* PASSAGE SHOWN:
╭──

The electric companies get to externalize all the secondary costs.
If every aircraft and every control tower and every radar control center in the world has to get brand new microwave radios, navigation instruments, and antennas the electric company doesn't pay for that! Of course, the utility company executives won't even allow themselves to think about the dead, burnt bodies that this (excuse the pun) power grab might cause.
All those years of struggle and hard work will pay big dividends, now that the Morse Code I learned is coming back into vogue!
Speaking as an Extra (ahem) class Amateur Radio Operator, I can attest to the superior intelligence, natural good looks, and Savoir Faire of we (ahem) elites.
Those of you - and you know who you are - whom did not put in the effort to raise your code speed to the level required by we Olympians will now sit on the sidelines, moaning and lamenting the opportunities you had and did not pursue.
On the other fist (pun inteneded), we of the upper crust will join our brothers in the new Telegraphers' Union and offer our services to desparate fumble-fingered cell users on every streetcorner.
BPL is an attractive technology for the only reason that the MBA's understand: it solves the nasty, "last mile" problem, i.e., it relieves them of the need to pay all those expensive, well paid, well covered, and well trained technicians to visit their customers' homes. It's the next best thing to the "virtual corporation" that has been the MBA's wet dream for years.
Cable and the Baby Bells are the only other outfits with connections already in the home, and BPL competes solely on the basis of low installation costs: they'll send you a modem in the mail, shunt your tech support calls to India, and do everything possible to avoid providing any customer service. Since most power providers made very bad investment choices in the dot-com boom, they're looking at BPL to keep them out of receivership. In other words, they think of BPL as "free money" that doesn't require them to pay their (unionized) workers any overtime, and which relieves them of the oh-so-unpleasant task of admitting the corner that their greed painted them into.
As for the vendors of this equipment, they're fully aware of the problems BPL will create, the costs that their customers will incur after installation, and probably of the lives it will cost. They don't care: this travesty can't go forward unless the government is for sale, and the coming elections will cure that problem, so they're in a hurry and they're desperate to cash in now.

╰──

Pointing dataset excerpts
╭──

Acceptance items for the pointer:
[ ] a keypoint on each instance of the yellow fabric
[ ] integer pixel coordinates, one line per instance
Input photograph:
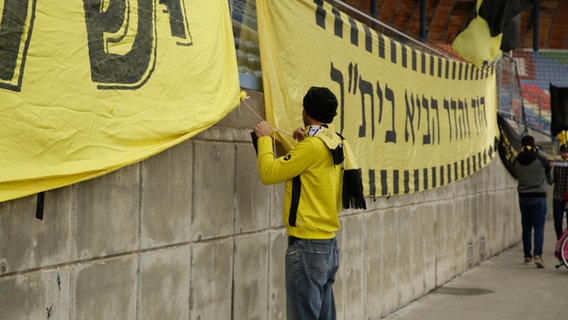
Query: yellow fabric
(475, 43)
(414, 121)
(320, 197)
(85, 99)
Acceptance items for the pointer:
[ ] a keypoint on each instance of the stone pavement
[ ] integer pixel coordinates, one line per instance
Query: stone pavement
(500, 288)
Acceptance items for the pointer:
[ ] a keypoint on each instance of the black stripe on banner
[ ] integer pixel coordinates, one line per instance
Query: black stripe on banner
(414, 58)
(338, 26)
(395, 182)
(320, 13)
(393, 51)
(368, 39)
(384, 183)
(416, 180)
(381, 46)
(372, 184)
(434, 177)
(354, 32)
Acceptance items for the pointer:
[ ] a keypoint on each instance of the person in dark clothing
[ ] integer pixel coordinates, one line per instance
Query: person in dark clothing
(560, 174)
(533, 172)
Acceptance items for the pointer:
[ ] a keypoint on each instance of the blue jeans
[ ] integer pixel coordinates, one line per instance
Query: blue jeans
(311, 266)
(533, 215)
(558, 214)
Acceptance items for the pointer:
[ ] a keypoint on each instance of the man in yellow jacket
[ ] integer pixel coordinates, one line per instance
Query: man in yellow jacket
(314, 172)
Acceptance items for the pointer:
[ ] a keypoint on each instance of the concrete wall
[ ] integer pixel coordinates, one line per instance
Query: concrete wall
(192, 234)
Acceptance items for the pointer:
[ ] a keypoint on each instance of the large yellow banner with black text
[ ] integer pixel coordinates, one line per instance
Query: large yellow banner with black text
(415, 121)
(87, 87)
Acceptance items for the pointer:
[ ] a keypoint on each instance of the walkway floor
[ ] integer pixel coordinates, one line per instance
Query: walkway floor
(500, 288)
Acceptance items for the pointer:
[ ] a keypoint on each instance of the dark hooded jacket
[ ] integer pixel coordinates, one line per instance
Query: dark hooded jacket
(533, 172)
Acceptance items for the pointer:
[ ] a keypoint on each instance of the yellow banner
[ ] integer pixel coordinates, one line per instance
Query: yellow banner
(415, 121)
(88, 87)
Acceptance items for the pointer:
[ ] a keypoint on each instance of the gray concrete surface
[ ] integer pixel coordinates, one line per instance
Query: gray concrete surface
(499, 288)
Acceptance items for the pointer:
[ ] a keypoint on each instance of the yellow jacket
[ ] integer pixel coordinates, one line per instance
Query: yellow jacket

╰──

* JOB:
According to the passage on BPL, what problem does BPL solve for the power companies?

* RESPONSE FOR THIS EXERCISE:
It solves the "last mile" problem, sparing them the need to pay technicians to visit their customers' homes.